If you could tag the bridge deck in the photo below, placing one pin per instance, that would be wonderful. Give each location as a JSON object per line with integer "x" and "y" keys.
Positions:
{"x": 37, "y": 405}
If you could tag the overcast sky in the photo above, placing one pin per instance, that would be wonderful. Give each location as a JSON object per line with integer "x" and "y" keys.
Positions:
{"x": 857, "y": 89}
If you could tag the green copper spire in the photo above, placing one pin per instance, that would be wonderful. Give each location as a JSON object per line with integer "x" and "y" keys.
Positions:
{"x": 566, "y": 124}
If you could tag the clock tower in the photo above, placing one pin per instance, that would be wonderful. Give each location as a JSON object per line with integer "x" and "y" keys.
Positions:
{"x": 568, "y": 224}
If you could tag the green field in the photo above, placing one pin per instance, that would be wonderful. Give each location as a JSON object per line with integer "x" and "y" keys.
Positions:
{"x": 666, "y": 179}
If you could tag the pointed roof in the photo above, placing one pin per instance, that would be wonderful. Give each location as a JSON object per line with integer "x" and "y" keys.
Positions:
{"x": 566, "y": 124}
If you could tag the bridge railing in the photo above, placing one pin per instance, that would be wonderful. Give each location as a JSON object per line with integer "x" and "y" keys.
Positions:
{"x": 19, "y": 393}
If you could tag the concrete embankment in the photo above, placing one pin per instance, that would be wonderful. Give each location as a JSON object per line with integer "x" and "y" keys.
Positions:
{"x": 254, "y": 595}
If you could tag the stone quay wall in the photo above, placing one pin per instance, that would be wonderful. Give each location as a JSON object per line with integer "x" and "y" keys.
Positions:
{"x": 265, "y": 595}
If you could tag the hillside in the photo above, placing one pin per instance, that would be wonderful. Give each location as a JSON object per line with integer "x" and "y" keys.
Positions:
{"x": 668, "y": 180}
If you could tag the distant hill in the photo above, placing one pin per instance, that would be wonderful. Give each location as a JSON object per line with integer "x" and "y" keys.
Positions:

##########

Exercise description —
The answer should consist of the full listing, repeated exactly.

Completed exercise —
If you could tag the bridge deck in the photo below, placing one pin per instance, that would be wonderful. Give each location as a JSON object per line with integer "x" and "y" keys.
Positions:
{"x": 37, "y": 405}
If you could tag the overcast sky in the photo above, placing one pin per instance, that would be wonderful. Give each location as a JSON object per line with integer "x" and "y" keys.
Positions:
{"x": 857, "y": 89}
If you could tag the green copper spire in the photo above, placing one pin per instance, that would be wonderful. Give each location as a JSON object per line with integer "x" and "y" keys.
Positions:
{"x": 566, "y": 124}
If you could tag the clock tower in the photo above, placing one pin per instance, that would be wonderful. Give each location as a JSON object per line with integer "x" and "y" keys.
Positions:
{"x": 568, "y": 224}
If you could tag the green field in the photo above, placing one pin per instance, that would be wonderful. Give each location as a JSON object per line with integer "x" and "y" keys.
Positions:
{"x": 666, "y": 179}
If you could tag the pointed roof in the photo above, placing one pin per instance, that would be wonderful. Give each location as a JSON object per line with integer "x" and "y" keys.
Positions:
{"x": 566, "y": 124}
If you could tag the bridge railing in the photo above, placing one pin per instance, that would be wonderful. Give each location as a JSON object per line with integer "x" and "y" keys.
Positions:
{"x": 19, "y": 393}
If you could tag the concrete embankment in the photo above, placing one pin per instance, that would be wonderful. Give each location as a JSON object per line with integer "x" and "y" keys.
Positions:
{"x": 254, "y": 595}
If you could tag the stone quay wall in the photo above, placing one pin per instance, that would be wonderful. Give each location as a JSON object per line with integer "x" and "y" keys.
Positions:
{"x": 265, "y": 595}
If you could tag the hillside in the photo above, placing one pin per instance, that would be wonderful. Give each location as a JSON object per line with integer "x" and "y" keys.
Positions:
{"x": 668, "y": 180}
If you could tag the distant hill in the photo above, placing one pin per instance, that would be wonderful. Give each location as a JSON object per line with integer "x" and "y" keys.
Positions:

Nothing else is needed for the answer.